*Exercise brief*
Repeat each entry word for word; the images are not part of the copy.

[Referring expression data]
__________________________________________________

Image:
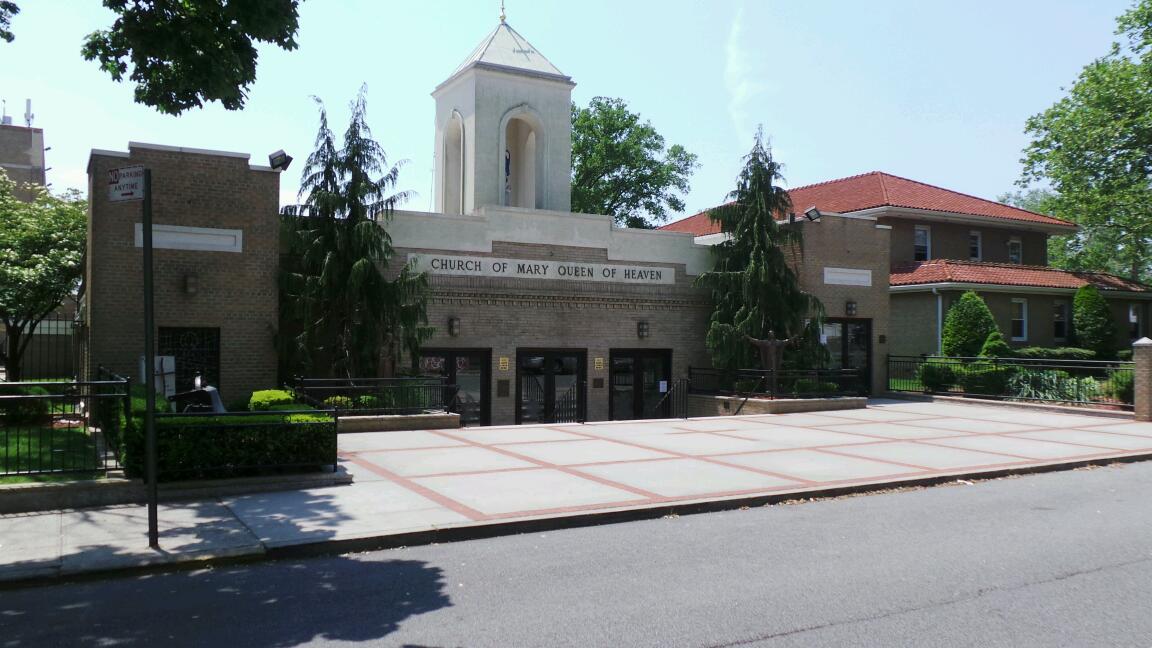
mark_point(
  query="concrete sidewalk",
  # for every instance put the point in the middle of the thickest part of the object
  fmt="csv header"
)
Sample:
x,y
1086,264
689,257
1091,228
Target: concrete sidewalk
x,y
445,484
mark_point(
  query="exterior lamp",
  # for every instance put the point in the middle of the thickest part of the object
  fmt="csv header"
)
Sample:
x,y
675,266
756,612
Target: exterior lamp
x,y
279,160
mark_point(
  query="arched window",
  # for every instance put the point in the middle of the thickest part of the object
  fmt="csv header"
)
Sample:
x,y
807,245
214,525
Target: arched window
x,y
454,165
521,163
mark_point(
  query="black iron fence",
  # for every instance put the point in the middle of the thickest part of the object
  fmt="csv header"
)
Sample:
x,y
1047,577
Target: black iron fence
x,y
378,396
1069,382
54,427
783,383
48,352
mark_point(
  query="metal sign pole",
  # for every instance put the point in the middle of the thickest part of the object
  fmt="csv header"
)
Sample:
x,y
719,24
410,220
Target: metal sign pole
x,y
150,472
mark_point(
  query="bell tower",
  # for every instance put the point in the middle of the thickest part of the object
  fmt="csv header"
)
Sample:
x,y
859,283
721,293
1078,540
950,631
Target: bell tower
x,y
503,129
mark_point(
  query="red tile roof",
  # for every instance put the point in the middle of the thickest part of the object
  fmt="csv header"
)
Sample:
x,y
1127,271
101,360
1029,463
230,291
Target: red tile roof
x,y
879,189
941,271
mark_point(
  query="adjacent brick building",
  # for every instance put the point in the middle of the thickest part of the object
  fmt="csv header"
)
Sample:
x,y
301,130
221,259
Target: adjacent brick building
x,y
215,231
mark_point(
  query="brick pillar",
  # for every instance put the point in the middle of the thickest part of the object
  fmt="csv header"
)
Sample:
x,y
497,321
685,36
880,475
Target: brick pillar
x,y
1142,354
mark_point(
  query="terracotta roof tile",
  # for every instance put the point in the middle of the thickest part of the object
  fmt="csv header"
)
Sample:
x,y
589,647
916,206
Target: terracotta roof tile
x,y
878,189
941,271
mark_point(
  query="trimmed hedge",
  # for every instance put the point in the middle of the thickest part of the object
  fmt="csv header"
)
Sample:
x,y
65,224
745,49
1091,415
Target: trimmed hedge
x,y
935,377
1055,353
222,446
985,379
967,326
264,399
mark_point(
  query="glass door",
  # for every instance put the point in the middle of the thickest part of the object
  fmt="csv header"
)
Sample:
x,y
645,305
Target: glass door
x,y
550,386
641,379
468,369
849,344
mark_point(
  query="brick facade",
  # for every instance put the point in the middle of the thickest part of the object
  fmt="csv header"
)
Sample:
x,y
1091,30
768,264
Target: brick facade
x,y
234,292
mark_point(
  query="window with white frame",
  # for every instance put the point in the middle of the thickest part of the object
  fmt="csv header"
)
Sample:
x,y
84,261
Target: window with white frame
x,y
1018,319
1060,321
975,246
922,242
1015,250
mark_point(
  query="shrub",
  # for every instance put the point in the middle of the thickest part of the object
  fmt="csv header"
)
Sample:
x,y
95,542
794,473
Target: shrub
x,y
968,325
232,445
264,399
995,346
1092,322
339,401
935,377
1121,385
24,411
1055,353
985,379
1047,384
811,386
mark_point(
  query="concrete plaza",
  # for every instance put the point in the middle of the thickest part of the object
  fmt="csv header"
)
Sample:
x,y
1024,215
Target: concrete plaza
x,y
478,479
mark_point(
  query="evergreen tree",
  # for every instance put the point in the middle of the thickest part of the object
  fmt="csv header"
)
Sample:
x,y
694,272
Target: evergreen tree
x,y
967,326
1092,323
755,288
336,296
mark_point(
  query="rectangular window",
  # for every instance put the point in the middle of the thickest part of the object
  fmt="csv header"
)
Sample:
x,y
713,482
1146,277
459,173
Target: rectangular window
x,y
975,246
922,243
1020,321
1060,321
1015,250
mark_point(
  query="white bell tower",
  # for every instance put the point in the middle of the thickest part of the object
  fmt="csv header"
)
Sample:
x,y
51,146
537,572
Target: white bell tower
x,y
503,129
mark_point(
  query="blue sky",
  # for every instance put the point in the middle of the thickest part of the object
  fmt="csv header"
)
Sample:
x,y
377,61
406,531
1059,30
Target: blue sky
x,y
934,91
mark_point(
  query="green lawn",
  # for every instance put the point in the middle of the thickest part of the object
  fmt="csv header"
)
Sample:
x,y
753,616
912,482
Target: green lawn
x,y
45,449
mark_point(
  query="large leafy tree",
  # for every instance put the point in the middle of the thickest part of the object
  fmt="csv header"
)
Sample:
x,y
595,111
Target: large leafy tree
x,y
621,167
183,53
42,260
347,302
753,284
1094,149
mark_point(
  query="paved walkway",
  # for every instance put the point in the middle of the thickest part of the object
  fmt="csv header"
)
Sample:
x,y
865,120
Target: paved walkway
x,y
424,481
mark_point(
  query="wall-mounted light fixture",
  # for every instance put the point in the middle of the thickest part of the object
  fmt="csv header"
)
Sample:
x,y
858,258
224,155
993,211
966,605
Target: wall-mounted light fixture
x,y
279,160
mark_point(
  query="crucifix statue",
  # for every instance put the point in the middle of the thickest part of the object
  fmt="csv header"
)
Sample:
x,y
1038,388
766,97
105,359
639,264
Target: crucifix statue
x,y
771,351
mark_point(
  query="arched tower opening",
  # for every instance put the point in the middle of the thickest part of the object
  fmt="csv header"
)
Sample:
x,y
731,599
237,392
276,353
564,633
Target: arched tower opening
x,y
454,165
522,162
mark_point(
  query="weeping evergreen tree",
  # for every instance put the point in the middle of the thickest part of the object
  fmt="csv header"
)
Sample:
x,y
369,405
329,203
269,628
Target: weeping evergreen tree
x,y
347,309
755,288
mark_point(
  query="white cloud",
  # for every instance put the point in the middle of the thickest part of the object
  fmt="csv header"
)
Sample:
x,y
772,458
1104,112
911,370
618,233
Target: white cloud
x,y
742,75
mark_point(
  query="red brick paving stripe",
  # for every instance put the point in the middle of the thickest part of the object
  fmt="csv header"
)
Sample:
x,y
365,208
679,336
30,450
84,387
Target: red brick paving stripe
x,y
424,491
542,464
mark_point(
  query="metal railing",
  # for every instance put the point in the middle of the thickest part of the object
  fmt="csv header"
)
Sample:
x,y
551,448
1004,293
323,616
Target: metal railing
x,y
377,396
48,428
1068,382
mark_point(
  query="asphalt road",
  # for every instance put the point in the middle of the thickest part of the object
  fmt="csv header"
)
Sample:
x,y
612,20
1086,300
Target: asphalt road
x,y
1056,559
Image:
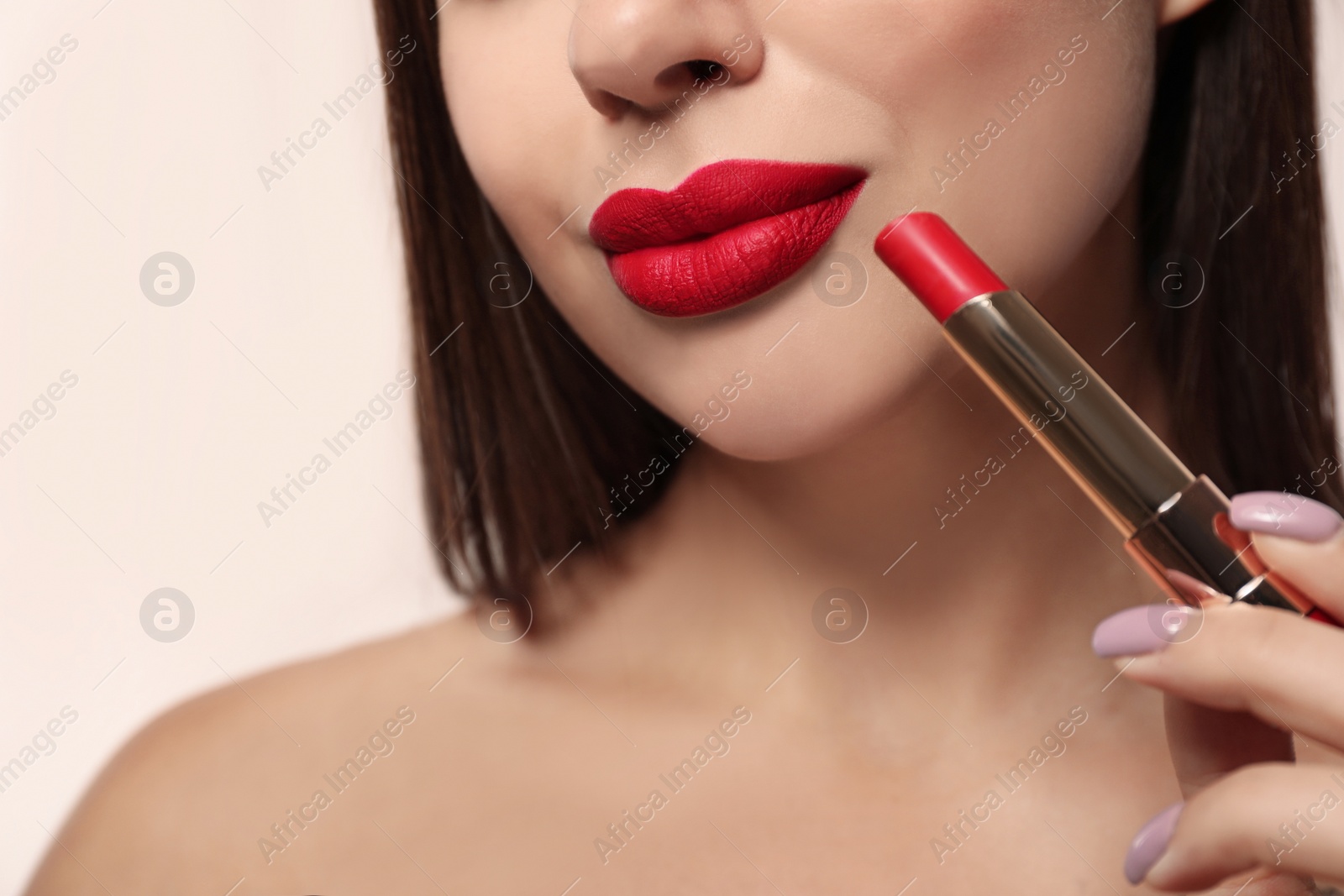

__________________________________________________

*Written solution*
Image:
mark_point(
  query="concrete sidewalk",
  # for every instance put the point in the middle of the thickest part of the object
  fmt="csv header"
)
Sample:
x,y
1086,264
689,257
1091,228
Target: concrete sidewalk
x,y
445,484
mark_point(
  query="exterior lamp",
  # for every instance put the point in the middle of the thickest part of the object
  fmt="csv header"
)
Sample:
x,y
675,266
756,612
Target: exterior lamp
x,y
279,160
mark_point(
  query="arched window",
  # for every instance put the point in the middle of the thickest part of the object
  fmt="csv header"
)
Sample:
x,y
807,245
214,525
Target: arched window
x,y
454,165
521,163
mark_point(
  query="black iron fence",
  # for every instance put the point in the middle of the thickest part of the object
  fmt="csv header"
)
Sample:
x,y
1047,577
Target: black iron fence
x,y
378,396
1069,382
54,427
783,383
48,352
mark_point(
  query="metal sign pole",
  # for every instance put the point in the middle of the thickest part of the object
  fmt="csv header"
)
Sample:
x,y
719,24
410,220
Target: metal sign pole
x,y
150,472
mark_point(
  query="bell tower",
  # for every instance put the point in the middle of the thickest part of the object
  fmt="csv header"
)
Sample:
x,y
859,283
721,293
1078,540
950,631
Target: bell tower
x,y
503,129
mark_point(
  query="red tile roof",
  # for every instance put the point in the middle of the thickest part of the object
  fmt="csv header"
)
Sample:
x,y
1127,271
101,360
1029,463
230,291
Target: red tile roof
x,y
879,189
941,271
mark_point(
  query="adjacent brick building",
  # for every instance put the point in the middle of the thickest part of the object
  fmt="csv header"
)
Sample:
x,y
301,130
221,259
Target: adjacent brick building
x,y
215,231
mark_point(
  query="brick pillar",
  # for every instance put the point in the middle of the thickest part of the object
  fmt="csv header"
)
Sample:
x,y
497,321
685,36
880,475
Target: brick pillar
x,y
1142,354
mark_point(
  query="terracotta roof tile",
  # for every instance put the point in the middle of the thickest part of the object
  fmt="csv header"
)
Sample:
x,y
589,647
916,206
Target: terracotta roof tile
x,y
878,189
941,271
mark_point(
  query="trimmed hedge",
  # for every instance put the point in the middle of the thickest part of the object
  fmt="csv header"
)
Sample:
x,y
65,224
745,49
1091,415
Target: trimmed hedge
x,y
935,377
1055,353
222,446
985,379
967,326
264,399
mark_point(
  query="glass door",
  # for every instance put the point in the middle of the thickest part of the object
  fmt="csv header"
)
Sample:
x,y
645,305
Target: glass door
x,y
550,386
641,379
468,369
849,344
mark_point(
  query="brick facade",
  # for every instance put the point in the middle of the thickest part of the object
  fmt="csv header"
)
Sample:
x,y
1091,30
768,264
Target: brick facade
x,y
234,292
mark_point(
  query="window with white frame",
  # for every instance put the point in the middle of the thickest part of the object
  fmt="csv header"
)
Sample:
x,y
84,261
Target: window with white frame
x,y
1018,319
1060,321
975,246
922,242
1015,250
mark_point(
  query="shrub",
  # for every instance put the point in the middle of the thickest part of the object
  fmt="csv header"
)
Sample:
x,y
95,542
794,473
Target: shrub
x,y
968,325
232,445
264,399
995,346
1092,322
339,401
935,377
1121,385
24,411
1055,353
985,379
1047,384
811,386
mark_point(
  query="concrete plaza",
  # for every instance put the point in the middle of the thickest part of the object
  fmt="csv header"
)
Sample:
x,y
1024,215
Target: concrete plaza
x,y
478,479
mark_point(
  query="evergreen tree",
  # for every instance put the point in the middle of the thickest part of the object
  fmt="csv header"
)
Sample:
x,y
694,272
Target: evergreen tree
x,y
967,326
1092,323
755,288
336,296
mark_point(
  query="rectangular window",
  # for every instance put the point in the middle of the thickest part of the object
  fmt="csv header"
)
Sample:
x,y
713,482
1146,277
459,173
Target: rectangular window
x,y
975,246
922,243
1020,321
1060,321
1015,250
mark_point(
  query="white bell tower",
  # for every instance put the point in the middle of the thickest part of the object
  fmt="csv header"
)
Sample:
x,y
51,146
537,572
Target: white bell tower
x,y
503,129
mark_point(
  query="blue sky",
  # for every instance put the point in the middle of the thickest part of the object
  fmt="csv header"
)
Sample:
x,y
377,61
406,531
1059,30
Target: blue sky
x,y
934,91
mark_point(
  query="green lawn",
  # for every instance put the point in the middle of the thickest part of the object
  fmt="csv header"
)
Sample:
x,y
753,616
912,482
Target: green lawn
x,y
45,449
mark_point(
  query="large leafy tree",
  # for every instance put the point in the middle of the thickest part of the object
  fmt="csv header"
)
Sample:
x,y
595,111
Target: large leafy tree
x,y
621,167
183,53
42,260
347,302
753,284
1094,149
mark_point(
  query="paved walkway",
  # for every instance put the point in the middle of the thickest part of the object
  fmt="csv header"
)
Sample:
x,y
865,120
Target: paved walkway
x,y
424,481
mark_point(
  query="wall-mounted light fixture",
  # for every instance put the point in the middle of the thickest part of the object
  fmt="csv header"
)
Sample:
x,y
858,258
224,155
993,211
966,605
Target: wall-mounted light fixture
x,y
279,160
mark_point(
  query="crucifix statue",
  # for every instance put the point in the middle of the thickest part of the object
  fmt="csv header"
)
Sample:
x,y
1038,388
766,97
105,359
639,264
Target: crucifix statue
x,y
771,351
mark_point(
  query="arched tower opening",
  # for every instance put the point in the middle of the thickest part of the object
  fmt="csv header"
)
Sample:
x,y
731,599
237,392
276,353
564,633
Target: arched tower opening
x,y
454,165
522,162
mark_point(
  query="weeping evergreen tree",
  # for every instance put the point in the middle of the thickest part of the object
  fmt="csv header"
)
Sample:
x,y
369,405
329,203
269,628
Target: weeping evergreen tree
x,y
347,309
755,288
mark_point(
  query="white cloud",
  # for every instance put the point in the middle of the thickest part of the object
  fmt="csv header"
)
Sample:
x,y
772,458
1104,112
911,370
618,233
Target: white cloud
x,y
742,75
mark_point(
  query="red brick paving stripe",
  # for every instance put the point in the middle of the thickest part of the object
  fmt="csv header"
)
Sample:
x,y
365,208
679,336
30,450
84,387
Target: red brick paving stripe
x,y
424,491
542,464
mark_point(
  query="metal railing",
  # for every instance put the point in the middle of the thickest part of the object
  fmt="csv header"
)
Sample:
x,y
551,448
1004,293
323,616
Target: metal railing
x,y
377,396
48,428
1068,382
mark_point(
  query="asphalt road",
  # for every instance put the point in the middle of the thickest part of the object
  fmt="csv header"
)
Sample:
x,y
612,20
1086,300
Target: asphalt road
x,y
1056,559
Image:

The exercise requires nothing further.